What would help: for each stdlib module that doesn’t work in the Emscripten (or WASI), document that this is the case and link to suggested workarounds, e.g. a new “Python in the Browser” page.

My short summary of the PEP-387 compatibility argument is that the PEP requires you to avoid removing multiprocessing on e.g. Linux, but (IMO) does not require that you support multiprocessing on a new platform that doesn’t even have a process model. Nonetheless, “The steering council may grant exceptions to this policy.” and for the avoidance of doubt we could propose that they endorse a documentation-based approach as above.

To be clear, I agree here - documenting that things don’t work on a new platform, as part of adding that platform, is perfectly fine (even to be expected). My point was simply that currently, everyone is entitled to assume that modules like multiprocessing are present and work, and in particular framing certain modules like multiprocessing as somehow more likely to be platform dependent than others is incorrect (in principle - in practice people’s instincts won’t be that far wrong, although I was surprised to discover that sockets aren’t necessarily available in the browser, and no-one has yet said anything about whether tkinter and turtle are available in the browser ).

Going back to the original point of this thread:

1. I think they should simply not be available (ImportError) and the documentation should be changed to explicitly call out that they aren’t available on specific platforms (we already have this with “Availability: Unix” notations)

Dataset items:
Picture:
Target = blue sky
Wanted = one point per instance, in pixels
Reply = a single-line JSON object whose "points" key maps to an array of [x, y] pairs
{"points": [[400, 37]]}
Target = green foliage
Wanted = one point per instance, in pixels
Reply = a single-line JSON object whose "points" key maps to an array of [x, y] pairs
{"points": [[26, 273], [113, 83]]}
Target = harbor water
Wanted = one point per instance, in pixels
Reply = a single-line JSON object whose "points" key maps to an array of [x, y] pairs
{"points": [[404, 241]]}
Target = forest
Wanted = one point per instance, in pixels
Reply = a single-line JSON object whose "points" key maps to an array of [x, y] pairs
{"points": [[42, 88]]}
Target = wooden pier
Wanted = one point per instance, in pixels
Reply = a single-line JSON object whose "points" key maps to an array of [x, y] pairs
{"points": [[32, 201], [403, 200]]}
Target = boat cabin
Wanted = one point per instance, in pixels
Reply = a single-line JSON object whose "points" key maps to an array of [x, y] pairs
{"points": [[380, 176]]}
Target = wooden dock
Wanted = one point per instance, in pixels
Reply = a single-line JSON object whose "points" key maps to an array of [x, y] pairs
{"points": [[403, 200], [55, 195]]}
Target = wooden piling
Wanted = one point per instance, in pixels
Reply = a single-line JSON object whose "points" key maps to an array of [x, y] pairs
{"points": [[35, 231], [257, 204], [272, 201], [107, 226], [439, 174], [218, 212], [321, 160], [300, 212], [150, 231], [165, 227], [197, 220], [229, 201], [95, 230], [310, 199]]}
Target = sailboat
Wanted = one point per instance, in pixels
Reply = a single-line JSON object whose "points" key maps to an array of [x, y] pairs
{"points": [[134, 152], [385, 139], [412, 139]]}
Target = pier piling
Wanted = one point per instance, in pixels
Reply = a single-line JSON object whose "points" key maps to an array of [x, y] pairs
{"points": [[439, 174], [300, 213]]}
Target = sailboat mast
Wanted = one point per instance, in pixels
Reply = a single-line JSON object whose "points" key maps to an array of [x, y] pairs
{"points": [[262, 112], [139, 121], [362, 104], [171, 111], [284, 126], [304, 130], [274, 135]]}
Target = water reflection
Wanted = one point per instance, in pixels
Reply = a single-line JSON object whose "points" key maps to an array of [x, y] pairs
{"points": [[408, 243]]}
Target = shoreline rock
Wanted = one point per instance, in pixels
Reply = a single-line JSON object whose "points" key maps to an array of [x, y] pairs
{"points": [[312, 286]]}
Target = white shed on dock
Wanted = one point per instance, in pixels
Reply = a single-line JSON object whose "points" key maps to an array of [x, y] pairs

Task brief: In the thread about Python modules in the browser, why does the writer say PEP-387 does not require supporting multiprocessing on a new platform like Emscripten? Answer in one to three sentences.

Written reply: The writer reads PEP-387 as forbidding the removal of multiprocessing from platforms where it already exists, such as Linux. It doesn't require support for multiprocessing on a new platform that doesn't even have a process model.